** GIVEN PASSAGE **
=== Begin Enclosure ===

What before the pandemic would’ve been a pretty standard wave and hello was now an exchange that none of us saw coming. We offered condolences, she sniffled, we parted.

We left that conversation without a resolution. This felt awkward, but I recalled advice I’d heard from Karena Montag, a therapist and activist in the East Bay who leads workshops on antiracism and restorative justice. “Expect and accept a lack of closure,” she begins her sessions. That’s a helpful idea, both for wading into broad conversations about social transformation, and also for more personal exchanges.

Each of us has lost something in this last year, some much more than others, and we are adjusting and grieving in different ways. We are not going to feel better until we grapple with what’s been broken.

One by one, in our clumsy, tentative small talk, we are showing each other where the cracks are. And the relationships reinforced by that small talk become part of the mortar for those cracks, especially when we keep doing it, again and again.

In an interview years ago, the actor Ellen Burstyn told me, “When you mother a child, a relationship is formed. You become the noun by doing the verb.” The same can be said for building back supportive, strong communities. You become friends by befriending. You strengthen neighborhoods by neighboring.

In this time of immense division and hurt in America, small talk is one instrument of change available to all of us. It doesn’t require a filibuster-proof majority or herd immunity. It does take effort and humility — to make the first call, to acknowledge the difficulty, to stretch a little beyond the usual platitudes and to leave things untidy.

=== End Enclosure ===

** EXERCISE OBJECTIVE **
Extract the portion of the passage on small talk running from "What before the" to "sniffled, we parted.", reproducing it word for word.

Stored data entries:
=== Begin Enclosure ===

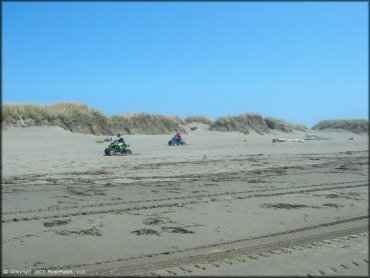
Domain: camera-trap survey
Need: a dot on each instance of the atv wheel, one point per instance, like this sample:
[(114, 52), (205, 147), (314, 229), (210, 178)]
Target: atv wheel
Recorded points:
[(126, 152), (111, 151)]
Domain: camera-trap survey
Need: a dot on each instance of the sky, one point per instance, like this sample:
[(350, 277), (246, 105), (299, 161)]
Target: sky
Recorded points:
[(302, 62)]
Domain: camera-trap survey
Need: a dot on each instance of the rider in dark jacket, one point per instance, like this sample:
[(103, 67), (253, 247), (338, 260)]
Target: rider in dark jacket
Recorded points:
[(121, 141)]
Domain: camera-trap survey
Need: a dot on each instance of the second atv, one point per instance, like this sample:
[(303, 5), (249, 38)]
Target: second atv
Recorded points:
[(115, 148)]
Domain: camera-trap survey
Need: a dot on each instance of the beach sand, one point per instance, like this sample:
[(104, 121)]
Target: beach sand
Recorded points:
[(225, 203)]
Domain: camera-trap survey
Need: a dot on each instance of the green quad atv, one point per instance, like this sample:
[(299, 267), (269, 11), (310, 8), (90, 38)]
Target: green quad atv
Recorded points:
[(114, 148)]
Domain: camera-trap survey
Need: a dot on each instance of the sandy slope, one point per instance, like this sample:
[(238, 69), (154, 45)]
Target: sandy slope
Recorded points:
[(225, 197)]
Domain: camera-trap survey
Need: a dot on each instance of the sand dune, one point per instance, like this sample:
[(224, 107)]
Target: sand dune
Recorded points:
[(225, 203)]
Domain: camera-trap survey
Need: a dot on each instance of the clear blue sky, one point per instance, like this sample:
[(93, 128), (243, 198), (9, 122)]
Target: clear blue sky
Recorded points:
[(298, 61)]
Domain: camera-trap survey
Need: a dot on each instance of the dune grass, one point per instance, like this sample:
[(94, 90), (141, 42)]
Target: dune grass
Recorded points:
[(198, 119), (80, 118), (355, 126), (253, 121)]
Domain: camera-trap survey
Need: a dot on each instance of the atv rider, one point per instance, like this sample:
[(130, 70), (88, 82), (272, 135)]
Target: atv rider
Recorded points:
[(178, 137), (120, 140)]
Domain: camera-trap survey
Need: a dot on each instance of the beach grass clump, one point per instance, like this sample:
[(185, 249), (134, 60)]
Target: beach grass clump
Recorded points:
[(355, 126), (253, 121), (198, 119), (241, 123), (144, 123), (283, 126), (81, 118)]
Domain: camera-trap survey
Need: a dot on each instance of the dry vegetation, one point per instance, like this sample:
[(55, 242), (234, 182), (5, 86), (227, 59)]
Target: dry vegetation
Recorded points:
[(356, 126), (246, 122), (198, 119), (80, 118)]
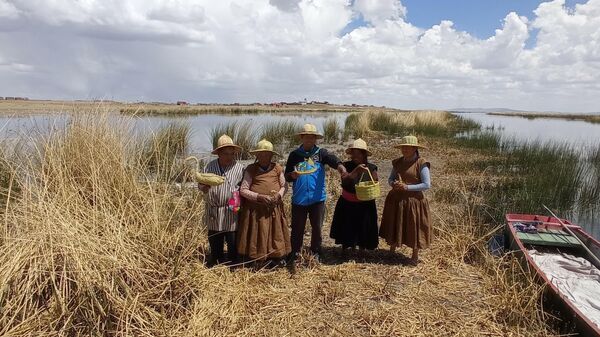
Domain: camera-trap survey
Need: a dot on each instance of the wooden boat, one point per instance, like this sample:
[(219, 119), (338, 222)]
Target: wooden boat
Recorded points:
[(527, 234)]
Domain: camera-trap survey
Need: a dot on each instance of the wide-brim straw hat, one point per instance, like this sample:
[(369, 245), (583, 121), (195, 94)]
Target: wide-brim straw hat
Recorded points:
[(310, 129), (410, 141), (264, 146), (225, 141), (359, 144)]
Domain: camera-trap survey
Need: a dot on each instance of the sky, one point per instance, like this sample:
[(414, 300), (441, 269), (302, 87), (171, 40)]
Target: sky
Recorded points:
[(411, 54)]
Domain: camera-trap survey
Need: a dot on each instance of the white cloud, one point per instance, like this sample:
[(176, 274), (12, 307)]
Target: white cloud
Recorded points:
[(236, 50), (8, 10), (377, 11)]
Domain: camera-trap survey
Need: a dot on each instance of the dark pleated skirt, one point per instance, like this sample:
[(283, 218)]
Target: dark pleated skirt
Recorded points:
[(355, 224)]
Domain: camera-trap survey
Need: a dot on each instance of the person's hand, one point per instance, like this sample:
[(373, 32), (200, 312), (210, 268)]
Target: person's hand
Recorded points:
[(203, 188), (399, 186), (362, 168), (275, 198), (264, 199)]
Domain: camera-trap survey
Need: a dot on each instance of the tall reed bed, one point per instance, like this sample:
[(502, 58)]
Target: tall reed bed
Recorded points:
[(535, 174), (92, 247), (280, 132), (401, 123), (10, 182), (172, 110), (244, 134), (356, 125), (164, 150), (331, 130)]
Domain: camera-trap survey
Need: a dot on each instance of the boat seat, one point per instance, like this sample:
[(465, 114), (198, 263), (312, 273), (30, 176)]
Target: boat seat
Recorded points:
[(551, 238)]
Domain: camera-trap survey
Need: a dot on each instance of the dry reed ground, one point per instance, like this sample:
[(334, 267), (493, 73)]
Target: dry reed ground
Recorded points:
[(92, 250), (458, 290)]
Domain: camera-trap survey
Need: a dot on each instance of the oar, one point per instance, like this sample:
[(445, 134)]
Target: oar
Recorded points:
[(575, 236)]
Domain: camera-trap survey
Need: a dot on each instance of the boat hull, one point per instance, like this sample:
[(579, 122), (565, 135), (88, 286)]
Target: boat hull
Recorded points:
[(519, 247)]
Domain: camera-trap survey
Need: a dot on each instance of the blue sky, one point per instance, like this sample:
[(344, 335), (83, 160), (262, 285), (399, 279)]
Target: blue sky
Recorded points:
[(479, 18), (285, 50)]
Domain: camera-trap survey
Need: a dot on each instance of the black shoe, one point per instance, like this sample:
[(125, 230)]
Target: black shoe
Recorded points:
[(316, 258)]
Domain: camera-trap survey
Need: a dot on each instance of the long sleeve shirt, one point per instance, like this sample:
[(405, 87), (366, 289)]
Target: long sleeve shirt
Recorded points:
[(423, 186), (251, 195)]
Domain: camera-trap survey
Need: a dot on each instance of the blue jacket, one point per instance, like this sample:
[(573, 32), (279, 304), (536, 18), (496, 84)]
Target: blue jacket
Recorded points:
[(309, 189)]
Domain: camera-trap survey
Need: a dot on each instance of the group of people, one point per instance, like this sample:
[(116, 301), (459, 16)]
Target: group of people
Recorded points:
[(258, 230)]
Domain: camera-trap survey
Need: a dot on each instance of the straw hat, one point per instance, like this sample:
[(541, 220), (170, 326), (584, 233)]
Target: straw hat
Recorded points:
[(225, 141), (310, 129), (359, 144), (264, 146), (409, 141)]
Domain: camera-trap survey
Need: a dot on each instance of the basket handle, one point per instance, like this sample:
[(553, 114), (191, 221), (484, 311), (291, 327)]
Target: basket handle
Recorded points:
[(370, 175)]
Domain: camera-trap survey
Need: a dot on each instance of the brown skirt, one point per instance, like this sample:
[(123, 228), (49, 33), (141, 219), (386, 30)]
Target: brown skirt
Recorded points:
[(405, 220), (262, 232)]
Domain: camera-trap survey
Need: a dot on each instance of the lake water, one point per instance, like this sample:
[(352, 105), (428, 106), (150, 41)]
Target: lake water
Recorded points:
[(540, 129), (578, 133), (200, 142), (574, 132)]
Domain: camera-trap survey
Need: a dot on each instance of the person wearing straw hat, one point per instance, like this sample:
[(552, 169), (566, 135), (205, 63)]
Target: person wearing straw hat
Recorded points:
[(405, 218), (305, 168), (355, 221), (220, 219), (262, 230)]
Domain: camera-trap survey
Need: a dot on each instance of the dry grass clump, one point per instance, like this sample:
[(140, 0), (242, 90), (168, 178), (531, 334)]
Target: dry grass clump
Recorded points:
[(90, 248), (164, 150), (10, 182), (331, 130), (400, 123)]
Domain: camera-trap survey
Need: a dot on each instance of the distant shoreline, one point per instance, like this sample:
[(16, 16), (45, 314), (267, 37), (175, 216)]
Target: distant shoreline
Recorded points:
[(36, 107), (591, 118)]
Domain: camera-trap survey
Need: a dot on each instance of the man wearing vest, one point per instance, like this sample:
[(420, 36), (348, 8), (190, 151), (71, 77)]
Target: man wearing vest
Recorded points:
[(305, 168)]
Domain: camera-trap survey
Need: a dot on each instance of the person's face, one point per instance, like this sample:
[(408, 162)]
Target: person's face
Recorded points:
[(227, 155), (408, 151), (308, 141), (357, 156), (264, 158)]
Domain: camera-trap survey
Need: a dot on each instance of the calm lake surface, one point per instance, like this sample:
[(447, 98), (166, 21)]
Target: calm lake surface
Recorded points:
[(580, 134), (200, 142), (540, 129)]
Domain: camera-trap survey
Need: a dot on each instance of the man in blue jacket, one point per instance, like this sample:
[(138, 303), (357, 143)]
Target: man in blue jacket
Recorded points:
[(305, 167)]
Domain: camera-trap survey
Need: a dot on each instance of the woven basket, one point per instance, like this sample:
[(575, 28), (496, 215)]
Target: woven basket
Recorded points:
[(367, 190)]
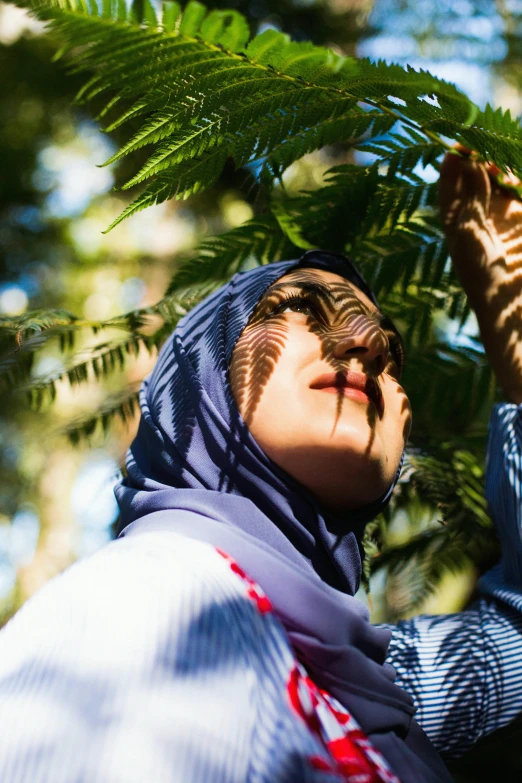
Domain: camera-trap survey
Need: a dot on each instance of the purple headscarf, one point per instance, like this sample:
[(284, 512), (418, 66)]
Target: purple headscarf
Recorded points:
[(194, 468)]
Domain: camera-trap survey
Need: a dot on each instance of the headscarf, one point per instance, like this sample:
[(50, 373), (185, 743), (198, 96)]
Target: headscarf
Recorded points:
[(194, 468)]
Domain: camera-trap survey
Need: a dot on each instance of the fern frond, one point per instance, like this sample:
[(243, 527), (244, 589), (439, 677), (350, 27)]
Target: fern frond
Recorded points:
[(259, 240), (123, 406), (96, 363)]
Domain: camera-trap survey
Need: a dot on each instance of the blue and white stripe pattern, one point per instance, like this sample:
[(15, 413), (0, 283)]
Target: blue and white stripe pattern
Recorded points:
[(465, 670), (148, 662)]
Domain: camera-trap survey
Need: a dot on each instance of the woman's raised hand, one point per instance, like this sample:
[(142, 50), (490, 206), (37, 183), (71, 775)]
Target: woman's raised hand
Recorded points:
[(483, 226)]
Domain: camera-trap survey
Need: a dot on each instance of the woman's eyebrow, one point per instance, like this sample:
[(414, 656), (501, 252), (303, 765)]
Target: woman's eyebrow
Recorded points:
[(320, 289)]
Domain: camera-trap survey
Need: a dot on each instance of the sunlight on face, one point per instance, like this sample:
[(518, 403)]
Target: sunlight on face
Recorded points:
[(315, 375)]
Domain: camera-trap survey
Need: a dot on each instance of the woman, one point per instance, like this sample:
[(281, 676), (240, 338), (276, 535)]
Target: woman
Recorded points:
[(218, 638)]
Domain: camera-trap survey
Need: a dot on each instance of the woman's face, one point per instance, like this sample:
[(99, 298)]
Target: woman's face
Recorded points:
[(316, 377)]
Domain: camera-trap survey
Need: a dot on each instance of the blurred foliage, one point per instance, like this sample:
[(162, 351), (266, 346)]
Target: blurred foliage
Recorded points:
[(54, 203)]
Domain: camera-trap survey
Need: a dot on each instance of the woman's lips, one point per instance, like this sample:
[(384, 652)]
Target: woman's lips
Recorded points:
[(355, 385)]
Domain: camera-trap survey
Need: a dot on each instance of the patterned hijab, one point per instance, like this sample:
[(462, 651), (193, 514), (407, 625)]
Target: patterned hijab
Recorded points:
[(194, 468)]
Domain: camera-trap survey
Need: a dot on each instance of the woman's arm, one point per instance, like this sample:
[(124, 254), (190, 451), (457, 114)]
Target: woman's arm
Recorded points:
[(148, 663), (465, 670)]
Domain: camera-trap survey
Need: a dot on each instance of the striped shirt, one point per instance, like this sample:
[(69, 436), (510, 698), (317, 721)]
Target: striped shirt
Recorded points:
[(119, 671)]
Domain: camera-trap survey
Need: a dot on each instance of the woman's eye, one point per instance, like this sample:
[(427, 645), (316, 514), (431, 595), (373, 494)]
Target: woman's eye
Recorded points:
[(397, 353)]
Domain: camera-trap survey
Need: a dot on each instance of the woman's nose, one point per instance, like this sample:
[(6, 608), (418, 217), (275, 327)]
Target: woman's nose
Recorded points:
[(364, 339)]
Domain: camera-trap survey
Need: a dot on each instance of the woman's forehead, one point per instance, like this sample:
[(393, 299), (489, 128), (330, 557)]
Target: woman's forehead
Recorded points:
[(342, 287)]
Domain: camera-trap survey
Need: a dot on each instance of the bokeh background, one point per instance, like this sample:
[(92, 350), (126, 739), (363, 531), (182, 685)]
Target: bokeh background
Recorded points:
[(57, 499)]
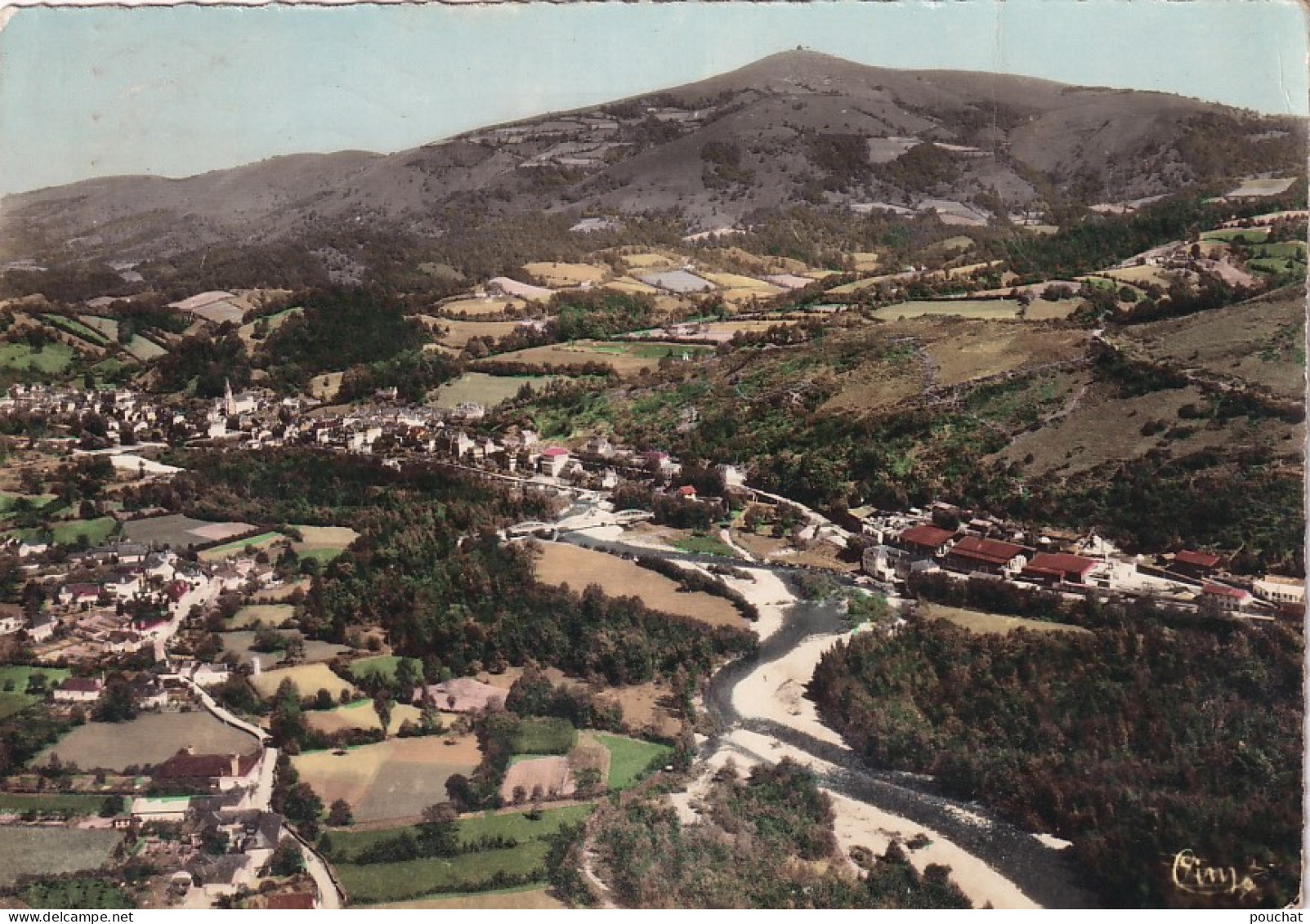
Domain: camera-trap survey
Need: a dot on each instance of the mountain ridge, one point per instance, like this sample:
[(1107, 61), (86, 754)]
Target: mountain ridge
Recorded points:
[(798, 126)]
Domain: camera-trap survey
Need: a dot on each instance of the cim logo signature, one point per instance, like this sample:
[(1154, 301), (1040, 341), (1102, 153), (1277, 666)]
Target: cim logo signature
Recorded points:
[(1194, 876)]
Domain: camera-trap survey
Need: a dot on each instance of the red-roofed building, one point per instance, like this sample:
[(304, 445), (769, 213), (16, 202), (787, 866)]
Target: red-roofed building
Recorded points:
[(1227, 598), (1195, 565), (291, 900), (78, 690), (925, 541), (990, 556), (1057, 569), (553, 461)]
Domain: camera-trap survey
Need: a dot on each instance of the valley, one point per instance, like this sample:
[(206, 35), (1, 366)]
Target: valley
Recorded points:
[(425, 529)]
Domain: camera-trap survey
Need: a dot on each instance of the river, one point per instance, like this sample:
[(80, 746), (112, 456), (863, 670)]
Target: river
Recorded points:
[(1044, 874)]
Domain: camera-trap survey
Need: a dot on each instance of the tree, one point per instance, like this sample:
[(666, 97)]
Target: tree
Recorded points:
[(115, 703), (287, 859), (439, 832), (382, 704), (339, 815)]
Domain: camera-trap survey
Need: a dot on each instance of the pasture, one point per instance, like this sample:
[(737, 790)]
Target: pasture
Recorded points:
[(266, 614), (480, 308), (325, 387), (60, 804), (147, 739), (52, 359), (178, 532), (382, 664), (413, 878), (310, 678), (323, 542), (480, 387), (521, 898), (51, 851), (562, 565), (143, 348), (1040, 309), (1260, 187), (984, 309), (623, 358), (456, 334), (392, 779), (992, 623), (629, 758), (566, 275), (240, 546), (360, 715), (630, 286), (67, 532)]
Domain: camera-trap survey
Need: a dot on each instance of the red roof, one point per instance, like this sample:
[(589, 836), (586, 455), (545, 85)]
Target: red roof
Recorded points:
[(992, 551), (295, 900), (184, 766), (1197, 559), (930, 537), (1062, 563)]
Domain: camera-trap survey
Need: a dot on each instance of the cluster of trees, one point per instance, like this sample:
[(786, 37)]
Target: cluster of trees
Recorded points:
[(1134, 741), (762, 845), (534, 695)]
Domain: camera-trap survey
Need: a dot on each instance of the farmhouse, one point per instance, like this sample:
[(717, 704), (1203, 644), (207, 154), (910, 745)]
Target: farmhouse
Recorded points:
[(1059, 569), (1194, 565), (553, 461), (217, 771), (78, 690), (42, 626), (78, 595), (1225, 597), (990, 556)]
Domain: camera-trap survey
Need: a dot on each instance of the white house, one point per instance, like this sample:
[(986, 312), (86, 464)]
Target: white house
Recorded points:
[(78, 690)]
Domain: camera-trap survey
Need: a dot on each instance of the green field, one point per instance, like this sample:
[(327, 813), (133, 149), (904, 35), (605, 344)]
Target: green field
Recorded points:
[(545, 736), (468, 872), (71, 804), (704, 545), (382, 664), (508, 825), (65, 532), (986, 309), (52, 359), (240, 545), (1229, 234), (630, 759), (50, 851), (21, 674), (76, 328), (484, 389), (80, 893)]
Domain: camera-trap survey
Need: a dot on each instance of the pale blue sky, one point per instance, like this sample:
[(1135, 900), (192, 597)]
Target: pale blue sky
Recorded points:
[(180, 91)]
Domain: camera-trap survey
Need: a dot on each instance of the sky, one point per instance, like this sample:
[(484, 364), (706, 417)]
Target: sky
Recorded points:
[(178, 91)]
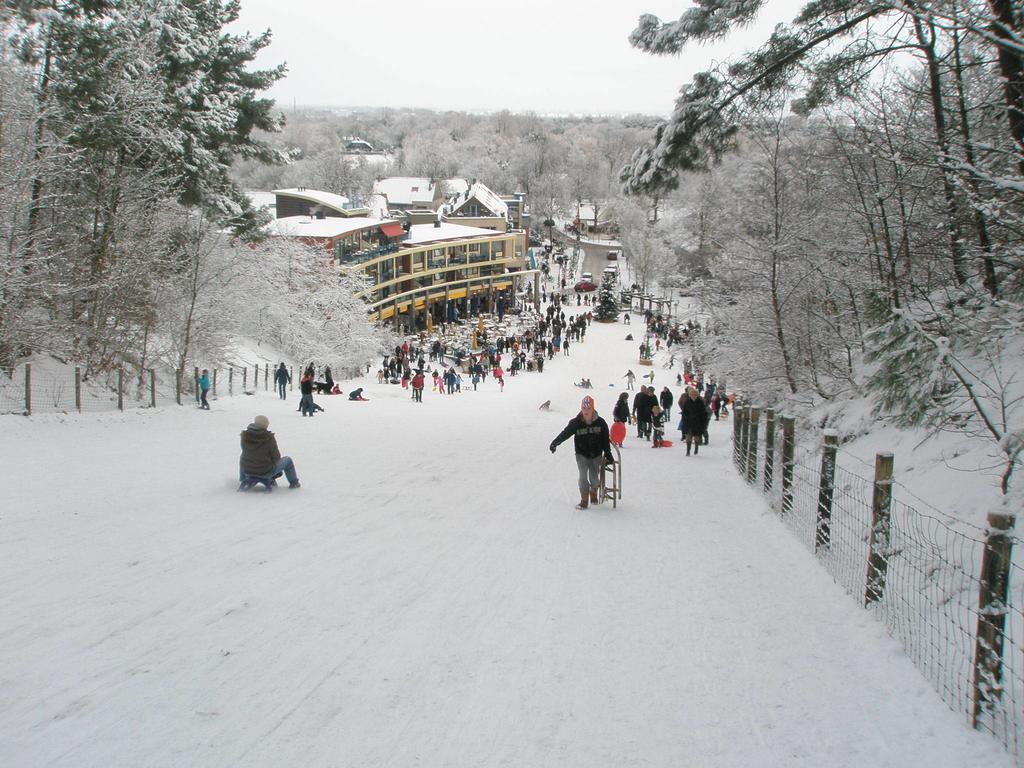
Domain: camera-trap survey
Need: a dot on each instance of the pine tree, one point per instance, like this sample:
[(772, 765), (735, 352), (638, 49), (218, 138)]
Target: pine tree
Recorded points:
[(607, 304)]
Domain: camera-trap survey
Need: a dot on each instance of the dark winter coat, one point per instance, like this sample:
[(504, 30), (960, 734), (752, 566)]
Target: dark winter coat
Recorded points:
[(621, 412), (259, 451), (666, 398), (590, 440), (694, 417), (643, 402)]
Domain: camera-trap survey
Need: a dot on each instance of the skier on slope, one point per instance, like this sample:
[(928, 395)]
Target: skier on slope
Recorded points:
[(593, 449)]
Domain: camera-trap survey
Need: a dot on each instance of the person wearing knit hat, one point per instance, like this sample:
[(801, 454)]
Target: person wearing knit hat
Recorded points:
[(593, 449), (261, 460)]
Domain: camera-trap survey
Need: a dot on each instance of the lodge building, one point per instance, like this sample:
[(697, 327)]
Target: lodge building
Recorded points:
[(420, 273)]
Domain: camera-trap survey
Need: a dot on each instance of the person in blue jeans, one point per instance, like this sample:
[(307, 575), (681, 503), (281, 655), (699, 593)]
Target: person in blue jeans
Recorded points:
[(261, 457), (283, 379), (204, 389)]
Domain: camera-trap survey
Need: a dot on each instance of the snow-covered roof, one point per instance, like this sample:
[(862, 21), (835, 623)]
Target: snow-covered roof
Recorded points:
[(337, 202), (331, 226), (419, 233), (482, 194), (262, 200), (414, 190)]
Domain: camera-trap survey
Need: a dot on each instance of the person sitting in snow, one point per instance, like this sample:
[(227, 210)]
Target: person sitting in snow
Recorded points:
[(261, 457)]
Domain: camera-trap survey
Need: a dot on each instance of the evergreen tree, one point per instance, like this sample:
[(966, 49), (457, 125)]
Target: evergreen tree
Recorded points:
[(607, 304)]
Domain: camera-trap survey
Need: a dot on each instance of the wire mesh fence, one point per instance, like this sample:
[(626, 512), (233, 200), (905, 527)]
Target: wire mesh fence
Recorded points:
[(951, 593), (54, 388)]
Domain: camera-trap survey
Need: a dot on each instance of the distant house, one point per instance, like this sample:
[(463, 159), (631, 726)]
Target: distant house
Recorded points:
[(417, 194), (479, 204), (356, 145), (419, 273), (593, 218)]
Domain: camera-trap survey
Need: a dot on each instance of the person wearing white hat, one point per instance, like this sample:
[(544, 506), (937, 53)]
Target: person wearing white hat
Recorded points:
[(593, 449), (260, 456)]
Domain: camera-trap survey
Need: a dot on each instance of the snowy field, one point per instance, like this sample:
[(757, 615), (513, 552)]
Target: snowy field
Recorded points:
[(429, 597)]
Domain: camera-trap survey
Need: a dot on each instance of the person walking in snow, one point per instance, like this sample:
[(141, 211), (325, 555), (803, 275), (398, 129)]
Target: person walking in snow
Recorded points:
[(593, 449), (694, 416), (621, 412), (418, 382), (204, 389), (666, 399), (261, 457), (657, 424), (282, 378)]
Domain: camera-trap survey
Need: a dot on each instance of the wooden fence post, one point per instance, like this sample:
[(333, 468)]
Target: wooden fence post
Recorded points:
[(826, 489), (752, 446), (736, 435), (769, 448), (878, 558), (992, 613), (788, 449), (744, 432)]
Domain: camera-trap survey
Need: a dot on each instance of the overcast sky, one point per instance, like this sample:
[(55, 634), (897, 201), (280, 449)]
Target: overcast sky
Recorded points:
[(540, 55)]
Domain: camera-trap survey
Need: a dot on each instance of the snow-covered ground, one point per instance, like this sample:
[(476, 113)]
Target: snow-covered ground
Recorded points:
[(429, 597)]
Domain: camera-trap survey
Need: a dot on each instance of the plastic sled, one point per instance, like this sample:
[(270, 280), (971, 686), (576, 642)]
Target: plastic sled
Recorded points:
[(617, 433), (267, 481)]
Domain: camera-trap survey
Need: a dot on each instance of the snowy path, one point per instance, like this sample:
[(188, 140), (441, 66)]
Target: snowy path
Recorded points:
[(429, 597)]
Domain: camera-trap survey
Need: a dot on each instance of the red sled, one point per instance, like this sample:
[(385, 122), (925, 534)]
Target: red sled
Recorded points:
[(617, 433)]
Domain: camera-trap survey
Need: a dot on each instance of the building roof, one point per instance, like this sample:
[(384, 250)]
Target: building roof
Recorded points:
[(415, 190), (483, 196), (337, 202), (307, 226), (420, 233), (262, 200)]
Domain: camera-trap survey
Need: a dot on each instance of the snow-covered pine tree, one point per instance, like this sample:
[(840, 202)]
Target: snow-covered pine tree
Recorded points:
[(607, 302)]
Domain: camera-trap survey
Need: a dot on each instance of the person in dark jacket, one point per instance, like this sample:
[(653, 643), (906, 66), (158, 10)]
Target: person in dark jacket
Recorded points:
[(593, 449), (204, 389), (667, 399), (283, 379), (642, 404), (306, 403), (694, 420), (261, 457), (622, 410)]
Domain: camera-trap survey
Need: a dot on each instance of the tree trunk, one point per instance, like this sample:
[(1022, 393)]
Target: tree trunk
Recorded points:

=== End Enclosure ===

** PROBLEM SOLUTION **
What before the pandemic would’ve been a pretty standard wave and hello was now an exchange that none of us saw coming. We offered condolences, she sniffled, we parted.